___ Records for this task
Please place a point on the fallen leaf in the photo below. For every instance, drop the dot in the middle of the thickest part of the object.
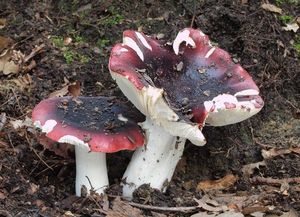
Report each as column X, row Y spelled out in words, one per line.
column 249, row 168
column 11, row 62
column 219, row 184
column 24, row 82
column 122, row 209
column 254, row 209
column 210, row 207
column 59, row 93
column 291, row 27
column 5, row 43
column 271, row 8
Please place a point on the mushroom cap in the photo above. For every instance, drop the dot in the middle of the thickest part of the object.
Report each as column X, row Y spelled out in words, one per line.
column 198, row 82
column 99, row 124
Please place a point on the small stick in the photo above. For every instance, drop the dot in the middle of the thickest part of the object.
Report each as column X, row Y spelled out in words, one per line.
column 275, row 182
column 34, row 52
column 167, row 209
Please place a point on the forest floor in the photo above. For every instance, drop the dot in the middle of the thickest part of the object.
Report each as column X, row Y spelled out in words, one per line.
column 252, row 168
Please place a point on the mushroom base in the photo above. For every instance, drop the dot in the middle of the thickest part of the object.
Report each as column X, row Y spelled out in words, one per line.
column 154, row 163
column 91, row 171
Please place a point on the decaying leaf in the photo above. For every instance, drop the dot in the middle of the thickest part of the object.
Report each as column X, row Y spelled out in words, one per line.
column 122, row 209
column 249, row 168
column 225, row 214
column 219, row 184
column 271, row 8
column 5, row 43
column 59, row 93
column 291, row 27
column 68, row 89
column 291, row 213
column 11, row 62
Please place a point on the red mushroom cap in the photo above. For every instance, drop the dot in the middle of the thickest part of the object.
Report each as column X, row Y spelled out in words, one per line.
column 199, row 81
column 101, row 124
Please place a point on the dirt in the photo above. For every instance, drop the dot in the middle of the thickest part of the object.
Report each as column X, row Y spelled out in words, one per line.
column 36, row 182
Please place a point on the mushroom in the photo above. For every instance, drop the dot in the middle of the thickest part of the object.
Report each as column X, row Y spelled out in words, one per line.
column 178, row 88
column 95, row 126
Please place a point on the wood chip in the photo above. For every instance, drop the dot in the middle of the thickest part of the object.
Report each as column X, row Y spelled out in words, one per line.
column 271, row 8
column 219, row 184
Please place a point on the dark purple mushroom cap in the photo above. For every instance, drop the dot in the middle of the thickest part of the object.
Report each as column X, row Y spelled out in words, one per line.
column 101, row 124
column 199, row 82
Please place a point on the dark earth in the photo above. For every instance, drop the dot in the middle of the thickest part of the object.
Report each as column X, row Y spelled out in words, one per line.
column 36, row 182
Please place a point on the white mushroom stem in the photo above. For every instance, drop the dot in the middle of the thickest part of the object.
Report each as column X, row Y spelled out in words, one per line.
column 154, row 163
column 91, row 171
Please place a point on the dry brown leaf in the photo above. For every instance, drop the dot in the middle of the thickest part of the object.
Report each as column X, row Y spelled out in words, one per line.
column 59, row 93
column 2, row 23
column 204, row 205
column 271, row 8
column 24, row 82
column 11, row 62
column 122, row 209
column 219, row 184
column 291, row 213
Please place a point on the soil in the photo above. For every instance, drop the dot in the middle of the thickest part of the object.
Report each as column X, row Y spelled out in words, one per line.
column 36, row 182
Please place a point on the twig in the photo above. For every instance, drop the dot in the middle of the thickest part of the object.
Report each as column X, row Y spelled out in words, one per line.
column 34, row 151
column 162, row 208
column 275, row 182
column 194, row 14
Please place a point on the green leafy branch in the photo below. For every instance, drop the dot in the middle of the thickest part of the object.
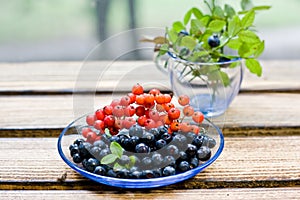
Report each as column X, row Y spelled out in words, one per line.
column 117, row 154
column 188, row 39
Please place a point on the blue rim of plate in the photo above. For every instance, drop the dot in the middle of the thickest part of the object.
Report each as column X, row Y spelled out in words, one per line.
column 140, row 183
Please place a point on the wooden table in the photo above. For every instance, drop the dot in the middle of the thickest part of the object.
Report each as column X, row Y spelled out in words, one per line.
column 261, row 158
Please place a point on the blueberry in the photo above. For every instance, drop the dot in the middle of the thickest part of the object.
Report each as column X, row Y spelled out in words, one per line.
column 190, row 136
column 72, row 146
column 136, row 130
column 223, row 59
column 169, row 160
column 162, row 130
column 183, row 33
column 157, row 172
column 142, row 148
column 182, row 156
column 184, row 52
column 100, row 143
column 136, row 174
column 155, row 132
column 191, row 150
column 214, row 41
column 100, row 170
column 125, row 143
column 133, row 141
column 203, row 153
column 198, row 141
column 184, row 166
column 168, row 171
column 111, row 173
column 194, row 162
column 180, row 141
column 157, row 159
column 95, row 150
column 172, row 150
column 149, row 139
column 78, row 141
column 84, row 149
column 123, row 173
column 124, row 160
column 166, row 137
column 148, row 174
column 91, row 164
column 211, row 142
column 74, row 150
column 160, row 143
column 147, row 162
column 137, row 161
column 114, row 139
column 77, row 158
column 103, row 153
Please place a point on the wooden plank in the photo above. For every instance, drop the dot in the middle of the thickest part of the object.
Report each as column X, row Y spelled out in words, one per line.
column 34, row 163
column 61, row 77
column 205, row 194
column 249, row 114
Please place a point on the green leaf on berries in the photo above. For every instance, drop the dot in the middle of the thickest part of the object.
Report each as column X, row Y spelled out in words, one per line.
column 248, row 37
column 230, row 12
column 216, row 25
column 117, row 166
column 178, row 26
column 116, row 149
column 197, row 13
column 187, row 17
column 196, row 26
column 188, row 42
column 218, row 12
column 205, row 20
column 254, row 66
column 132, row 161
column 261, row 8
column 163, row 49
column 108, row 159
column 107, row 132
column 234, row 26
column 246, row 4
column 248, row 19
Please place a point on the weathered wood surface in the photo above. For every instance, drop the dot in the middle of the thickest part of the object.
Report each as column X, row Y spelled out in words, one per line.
column 266, row 113
column 62, row 77
column 274, row 161
column 205, row 194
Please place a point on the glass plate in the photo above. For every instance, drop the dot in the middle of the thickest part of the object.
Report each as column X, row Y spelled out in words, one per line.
column 69, row 134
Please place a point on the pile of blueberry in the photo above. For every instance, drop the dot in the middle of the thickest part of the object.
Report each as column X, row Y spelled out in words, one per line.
column 156, row 152
column 143, row 135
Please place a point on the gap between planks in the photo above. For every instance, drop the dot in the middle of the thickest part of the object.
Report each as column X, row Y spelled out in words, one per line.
column 249, row 114
column 63, row 77
column 205, row 194
column 246, row 162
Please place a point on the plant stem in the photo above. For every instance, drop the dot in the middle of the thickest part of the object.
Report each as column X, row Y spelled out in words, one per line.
column 210, row 8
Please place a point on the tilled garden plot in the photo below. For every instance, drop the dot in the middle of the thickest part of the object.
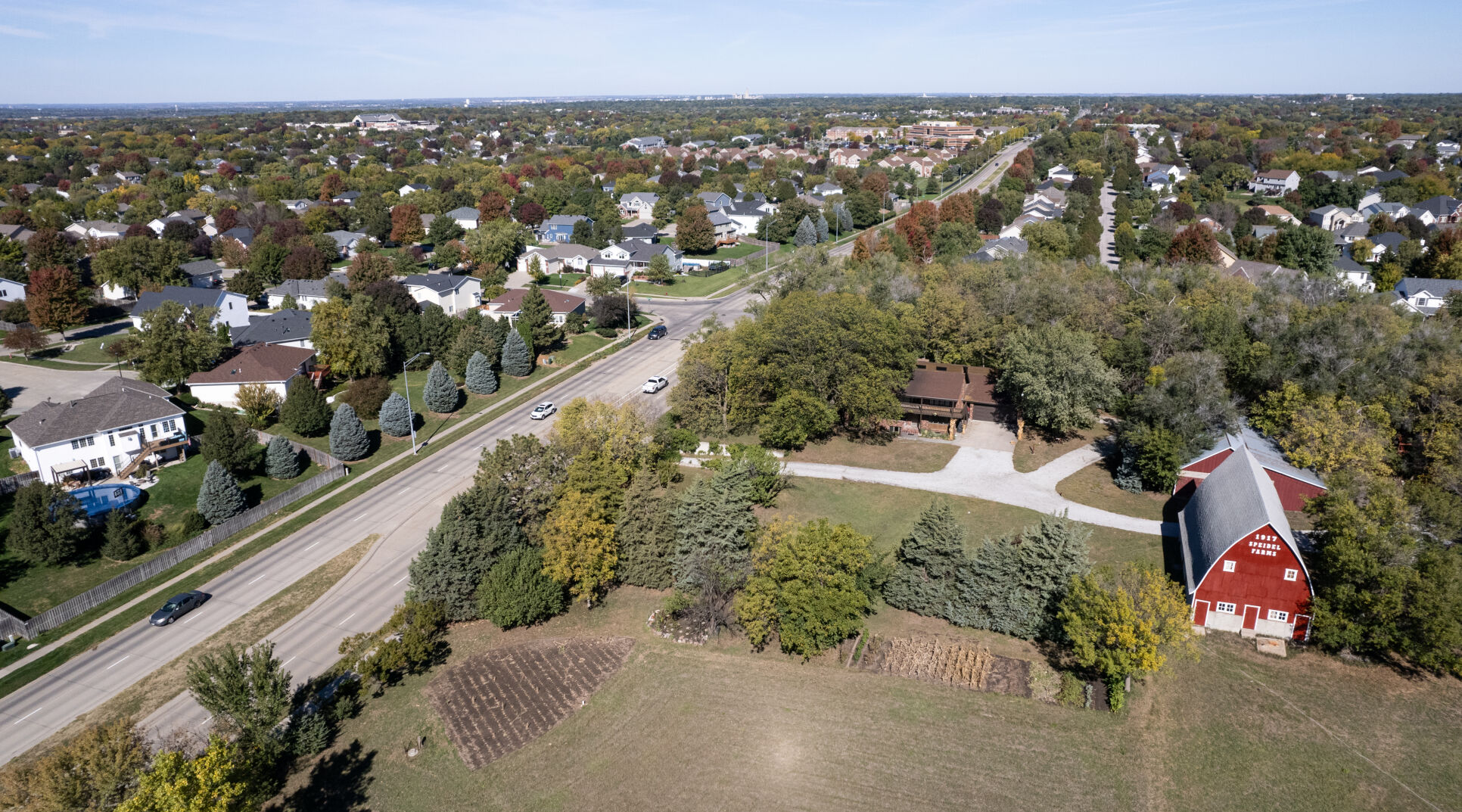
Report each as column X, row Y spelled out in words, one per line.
column 946, row 661
column 494, row 702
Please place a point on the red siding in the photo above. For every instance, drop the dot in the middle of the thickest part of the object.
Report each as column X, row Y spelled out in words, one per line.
column 1258, row 580
column 1294, row 492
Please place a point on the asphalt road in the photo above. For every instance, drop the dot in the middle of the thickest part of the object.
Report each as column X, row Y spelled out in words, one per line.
column 400, row 509
column 977, row 180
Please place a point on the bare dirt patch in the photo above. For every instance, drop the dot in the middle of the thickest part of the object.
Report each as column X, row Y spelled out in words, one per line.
column 505, row 698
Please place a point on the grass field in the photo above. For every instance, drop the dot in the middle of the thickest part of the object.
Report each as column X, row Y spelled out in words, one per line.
column 888, row 512
column 1034, row 450
column 895, row 456
column 1094, row 486
column 36, row 589
column 723, row 727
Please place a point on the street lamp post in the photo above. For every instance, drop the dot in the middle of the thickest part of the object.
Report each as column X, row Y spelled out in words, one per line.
column 411, row 416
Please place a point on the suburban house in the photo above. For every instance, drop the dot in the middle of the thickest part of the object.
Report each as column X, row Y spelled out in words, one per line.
column 465, row 217
column 1275, row 182
column 1333, row 219
column 558, row 229
column 288, row 328
column 748, row 216
column 452, row 293
column 944, row 397
column 558, row 258
column 511, row 305
column 1294, row 486
column 1003, row 247
column 111, row 429
column 347, row 243
column 307, row 293
column 638, row 204
column 1426, row 296
column 272, row 365
column 202, row 272
column 1240, row 559
column 233, row 307
column 636, row 255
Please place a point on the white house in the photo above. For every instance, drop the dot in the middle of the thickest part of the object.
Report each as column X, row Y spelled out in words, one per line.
column 113, row 428
column 233, row 307
column 307, row 293
column 511, row 305
column 452, row 293
column 465, row 217
column 1275, row 182
column 272, row 365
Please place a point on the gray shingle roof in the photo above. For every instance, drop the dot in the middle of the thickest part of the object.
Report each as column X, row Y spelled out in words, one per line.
column 275, row 328
column 1234, row 501
column 116, row 404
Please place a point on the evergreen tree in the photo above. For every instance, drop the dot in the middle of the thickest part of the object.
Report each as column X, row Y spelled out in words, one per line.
column 122, row 540
column 927, row 564
column 395, row 416
column 44, row 524
column 714, row 527
column 304, row 410
column 646, row 533
column 229, row 439
column 475, row 528
column 538, row 316
column 516, row 593
column 480, row 376
column 348, row 438
column 806, row 233
column 440, row 391
column 281, row 461
column 219, row 498
column 516, row 357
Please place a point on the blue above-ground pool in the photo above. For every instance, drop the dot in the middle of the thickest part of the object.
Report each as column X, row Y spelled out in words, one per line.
column 100, row 499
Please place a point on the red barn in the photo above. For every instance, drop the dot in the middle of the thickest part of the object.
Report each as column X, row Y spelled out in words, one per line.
column 1294, row 484
column 1243, row 568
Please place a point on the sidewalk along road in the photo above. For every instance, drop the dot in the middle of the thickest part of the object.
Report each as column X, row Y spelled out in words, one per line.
column 401, row 509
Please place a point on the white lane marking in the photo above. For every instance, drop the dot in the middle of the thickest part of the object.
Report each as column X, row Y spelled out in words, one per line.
column 25, row 717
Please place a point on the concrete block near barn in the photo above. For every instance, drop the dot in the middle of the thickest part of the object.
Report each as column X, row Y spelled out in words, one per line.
column 1272, row 646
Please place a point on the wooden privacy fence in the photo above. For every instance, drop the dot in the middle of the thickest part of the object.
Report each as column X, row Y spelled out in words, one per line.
column 101, row 593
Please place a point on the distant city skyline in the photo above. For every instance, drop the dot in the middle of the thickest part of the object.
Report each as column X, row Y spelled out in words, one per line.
column 166, row 51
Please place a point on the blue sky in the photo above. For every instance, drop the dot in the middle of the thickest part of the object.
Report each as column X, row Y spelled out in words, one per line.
column 164, row 50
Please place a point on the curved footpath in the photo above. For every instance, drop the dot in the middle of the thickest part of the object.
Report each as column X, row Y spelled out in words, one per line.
column 991, row 476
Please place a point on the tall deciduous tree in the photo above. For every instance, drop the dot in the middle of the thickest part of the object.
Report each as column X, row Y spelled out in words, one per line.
column 54, row 299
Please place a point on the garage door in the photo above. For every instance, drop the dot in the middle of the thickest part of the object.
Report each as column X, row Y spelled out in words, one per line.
column 981, row 412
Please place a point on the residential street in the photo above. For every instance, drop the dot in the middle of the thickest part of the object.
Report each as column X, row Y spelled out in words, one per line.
column 400, row 509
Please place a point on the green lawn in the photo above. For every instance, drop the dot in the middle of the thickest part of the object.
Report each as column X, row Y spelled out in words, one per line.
column 888, row 512
column 729, row 252
column 36, row 589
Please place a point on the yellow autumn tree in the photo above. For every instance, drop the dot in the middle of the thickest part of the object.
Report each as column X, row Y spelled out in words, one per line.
column 214, row 782
column 580, row 546
column 1126, row 622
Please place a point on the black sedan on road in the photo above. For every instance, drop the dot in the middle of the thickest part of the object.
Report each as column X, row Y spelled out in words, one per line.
column 176, row 608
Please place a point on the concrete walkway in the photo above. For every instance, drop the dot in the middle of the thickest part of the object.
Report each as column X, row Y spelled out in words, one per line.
column 990, row 474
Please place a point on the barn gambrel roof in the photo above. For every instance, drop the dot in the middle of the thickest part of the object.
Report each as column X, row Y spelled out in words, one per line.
column 1234, row 501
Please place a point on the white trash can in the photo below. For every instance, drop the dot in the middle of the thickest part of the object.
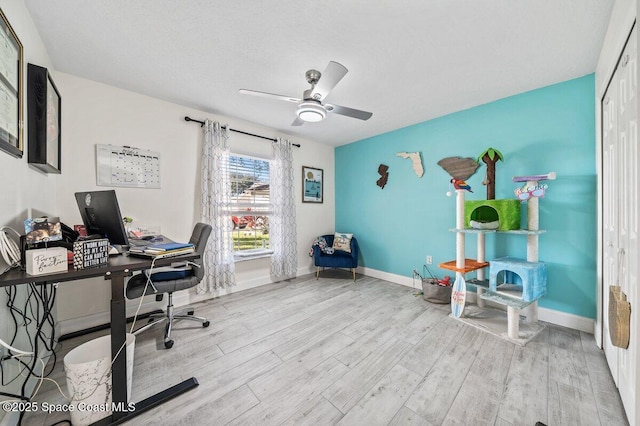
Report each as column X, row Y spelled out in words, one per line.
column 88, row 370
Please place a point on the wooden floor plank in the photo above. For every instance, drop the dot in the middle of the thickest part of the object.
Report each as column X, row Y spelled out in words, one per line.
column 571, row 406
column 525, row 397
column 350, row 388
column 406, row 417
column 319, row 412
column 434, row 396
column 383, row 401
column 277, row 408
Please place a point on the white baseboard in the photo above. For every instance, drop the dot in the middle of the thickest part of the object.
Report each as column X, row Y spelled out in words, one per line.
column 551, row 316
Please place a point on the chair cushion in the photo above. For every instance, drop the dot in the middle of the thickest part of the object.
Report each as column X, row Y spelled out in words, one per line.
column 170, row 275
column 342, row 242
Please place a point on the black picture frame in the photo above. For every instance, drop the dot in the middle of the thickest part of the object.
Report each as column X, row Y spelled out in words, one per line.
column 312, row 185
column 11, row 115
column 44, row 109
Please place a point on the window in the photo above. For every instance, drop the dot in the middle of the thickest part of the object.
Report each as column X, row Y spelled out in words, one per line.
column 250, row 208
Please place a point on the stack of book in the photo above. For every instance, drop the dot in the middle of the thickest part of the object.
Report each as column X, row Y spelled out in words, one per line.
column 162, row 250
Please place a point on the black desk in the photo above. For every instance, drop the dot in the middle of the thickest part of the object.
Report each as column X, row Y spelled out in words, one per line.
column 115, row 271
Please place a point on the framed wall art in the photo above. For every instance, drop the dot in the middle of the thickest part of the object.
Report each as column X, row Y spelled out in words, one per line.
column 312, row 185
column 44, row 108
column 10, row 90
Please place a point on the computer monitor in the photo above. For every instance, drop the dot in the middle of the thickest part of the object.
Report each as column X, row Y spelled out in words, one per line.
column 101, row 215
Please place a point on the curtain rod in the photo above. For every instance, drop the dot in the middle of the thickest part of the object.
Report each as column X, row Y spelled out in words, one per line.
column 187, row 118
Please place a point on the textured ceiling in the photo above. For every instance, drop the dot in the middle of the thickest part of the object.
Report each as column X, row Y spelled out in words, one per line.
column 408, row 61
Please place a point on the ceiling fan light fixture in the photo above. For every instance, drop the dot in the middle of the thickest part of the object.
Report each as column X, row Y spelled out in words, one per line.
column 311, row 112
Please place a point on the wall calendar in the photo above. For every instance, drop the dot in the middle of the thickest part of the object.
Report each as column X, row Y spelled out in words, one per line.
column 127, row 166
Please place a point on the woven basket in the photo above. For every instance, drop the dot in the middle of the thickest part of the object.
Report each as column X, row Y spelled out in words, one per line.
column 435, row 293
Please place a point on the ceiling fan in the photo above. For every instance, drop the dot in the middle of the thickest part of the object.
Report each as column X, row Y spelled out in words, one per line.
column 312, row 108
______
Please rewrite the material as a numbered list, starting at the line that contains "Please place a point on the wooden plank" and ending at the line that contains "column 143, row 135", with both of those lines included. Leave out any blank lines.

Task result:
1. Please place a point on the wooden plank in the photo above. For every instance, drop the dot in the middle of the thickest part of the object.
2. Report each as column X, row Y spelled out in words, one per line.
3. column 34, row 163
4. column 61, row 77
5. column 205, row 194
6. column 249, row 114
7. Please place a point on the green leaf on berries in the photo above. For every instance, drop the dot in the middle of the thickest part of the object.
8. Report each as column X, row Y spelled out in words, one per line.
9. column 248, row 37
10. column 230, row 12
11. column 216, row 25
12. column 117, row 166
13. column 178, row 26
14. column 116, row 149
15. column 197, row 13
16. column 187, row 17
17. column 196, row 26
18. column 188, row 42
19. column 218, row 12
20. column 205, row 20
21. column 254, row 66
22. column 132, row 161
23. column 261, row 8
24. column 163, row 49
25. column 108, row 159
26. column 107, row 132
27. column 234, row 26
28. column 246, row 4
29. column 248, row 19
30. Please place a point on the weathered wood surface in the photo above. For every instance, drop the dot in the middle of the thickest part of the object.
31. Report each as column X, row Y spelled out in words, one per line.
32. column 266, row 113
33. column 62, row 77
34. column 274, row 161
35. column 205, row 194
36. Please place a point on the glass plate in the photo above. For every instance, drop the dot in the middle of the thickest part of the object.
37. Report each as column X, row Y spelled out in words, one per line.
38. column 69, row 134
39. Please place a point on the pile of blueberry in the photo above. For every instance, drop the dot in the middle of the thickest part of the object.
40. Report each as column X, row Y spelled out in words, one per line.
41. column 156, row 152
42. column 143, row 135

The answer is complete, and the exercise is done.